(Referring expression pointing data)
────────

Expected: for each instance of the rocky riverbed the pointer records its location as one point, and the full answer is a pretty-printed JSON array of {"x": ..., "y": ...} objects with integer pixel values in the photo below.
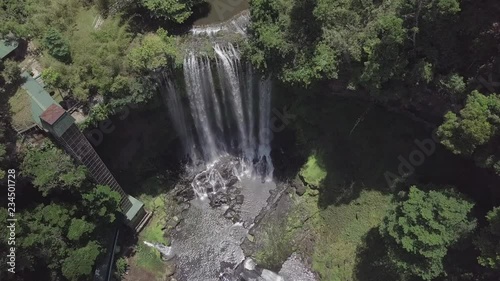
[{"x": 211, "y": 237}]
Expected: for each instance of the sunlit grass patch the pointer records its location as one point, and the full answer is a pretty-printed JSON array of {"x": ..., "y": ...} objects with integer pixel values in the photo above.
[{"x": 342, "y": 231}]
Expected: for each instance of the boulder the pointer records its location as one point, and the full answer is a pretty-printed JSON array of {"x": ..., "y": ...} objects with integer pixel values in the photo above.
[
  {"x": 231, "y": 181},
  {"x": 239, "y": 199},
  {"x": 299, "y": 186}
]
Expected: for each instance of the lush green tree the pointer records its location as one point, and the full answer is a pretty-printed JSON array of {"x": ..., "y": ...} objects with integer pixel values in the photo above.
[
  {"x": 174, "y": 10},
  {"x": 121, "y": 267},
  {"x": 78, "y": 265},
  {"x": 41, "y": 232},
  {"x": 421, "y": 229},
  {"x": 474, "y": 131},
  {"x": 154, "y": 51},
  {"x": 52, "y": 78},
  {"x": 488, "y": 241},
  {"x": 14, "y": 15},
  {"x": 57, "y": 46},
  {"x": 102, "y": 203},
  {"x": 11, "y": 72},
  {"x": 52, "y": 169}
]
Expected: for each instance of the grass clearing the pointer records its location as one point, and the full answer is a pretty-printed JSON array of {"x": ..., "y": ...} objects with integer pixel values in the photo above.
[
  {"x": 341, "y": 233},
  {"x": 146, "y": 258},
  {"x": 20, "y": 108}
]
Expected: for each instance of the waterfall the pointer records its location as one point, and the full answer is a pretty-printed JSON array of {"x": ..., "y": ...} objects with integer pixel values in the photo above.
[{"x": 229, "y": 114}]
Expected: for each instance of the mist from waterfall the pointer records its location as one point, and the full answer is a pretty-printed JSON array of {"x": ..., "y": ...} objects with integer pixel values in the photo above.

────────

Work required:
Your output should be the lines from the one with "Expected: for each instance of the waterfall" through the last line of the entries above, copied exactly and nothing more.

Worked solution:
Expected: for each instance of the waterfall the pointer records its location as one point, and the full answer is a pretty-printed JSON array of {"x": ..., "y": ...} objects with integer pixel values in the photo above.
[{"x": 229, "y": 114}]
Expected: for each instance of the mist from waterfall the pointer records its location as one point, and the full answer is a pretty-printed JSON array of {"x": ..., "y": ...} objects with integer pixel values in the photo above.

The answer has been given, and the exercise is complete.